[ENTRIES PROVIDED Boundary: Start]

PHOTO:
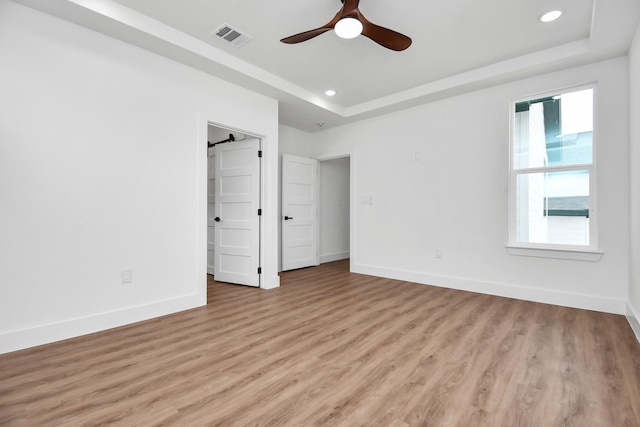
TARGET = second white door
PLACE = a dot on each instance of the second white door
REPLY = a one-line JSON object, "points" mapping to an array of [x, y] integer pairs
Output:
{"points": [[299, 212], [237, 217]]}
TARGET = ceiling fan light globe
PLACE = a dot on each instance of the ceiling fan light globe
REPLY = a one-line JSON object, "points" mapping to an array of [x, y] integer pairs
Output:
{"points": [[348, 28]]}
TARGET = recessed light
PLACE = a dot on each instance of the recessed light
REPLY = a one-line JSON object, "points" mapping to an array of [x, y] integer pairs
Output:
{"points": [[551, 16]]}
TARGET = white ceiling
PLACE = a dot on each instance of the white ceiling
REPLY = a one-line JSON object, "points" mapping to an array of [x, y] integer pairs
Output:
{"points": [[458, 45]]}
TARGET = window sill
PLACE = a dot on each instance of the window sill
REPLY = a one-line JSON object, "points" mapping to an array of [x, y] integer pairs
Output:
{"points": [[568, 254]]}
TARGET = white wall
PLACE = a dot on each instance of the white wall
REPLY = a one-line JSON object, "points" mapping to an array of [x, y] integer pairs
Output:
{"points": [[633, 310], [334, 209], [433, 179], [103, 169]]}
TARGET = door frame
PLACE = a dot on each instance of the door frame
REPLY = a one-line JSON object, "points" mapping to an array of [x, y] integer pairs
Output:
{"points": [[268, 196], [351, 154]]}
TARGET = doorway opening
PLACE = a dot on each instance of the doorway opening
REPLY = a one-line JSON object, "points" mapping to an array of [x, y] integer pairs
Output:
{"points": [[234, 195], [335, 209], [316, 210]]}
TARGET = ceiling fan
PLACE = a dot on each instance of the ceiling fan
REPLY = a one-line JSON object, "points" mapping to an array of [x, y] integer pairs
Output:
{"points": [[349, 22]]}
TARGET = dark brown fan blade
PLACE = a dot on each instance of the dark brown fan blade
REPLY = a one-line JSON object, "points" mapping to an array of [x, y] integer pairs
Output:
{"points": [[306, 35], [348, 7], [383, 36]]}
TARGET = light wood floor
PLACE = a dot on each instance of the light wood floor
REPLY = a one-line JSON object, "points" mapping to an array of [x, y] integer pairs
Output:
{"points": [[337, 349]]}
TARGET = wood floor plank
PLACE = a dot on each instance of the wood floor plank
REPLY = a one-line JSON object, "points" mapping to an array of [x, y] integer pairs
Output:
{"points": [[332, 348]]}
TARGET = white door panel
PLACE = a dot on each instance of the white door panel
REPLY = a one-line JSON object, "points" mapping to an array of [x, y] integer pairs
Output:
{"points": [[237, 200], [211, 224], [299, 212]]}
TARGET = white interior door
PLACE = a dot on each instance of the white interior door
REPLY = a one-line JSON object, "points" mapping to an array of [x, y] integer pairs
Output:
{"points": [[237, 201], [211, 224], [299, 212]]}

[ENTRIES PROVIDED Boundary: End]

TASK OBJECTIVE: Each line of the data above that contains the string "dark" should be counted; give only the total.

SOLUTION TO THIS PROBLEM: 2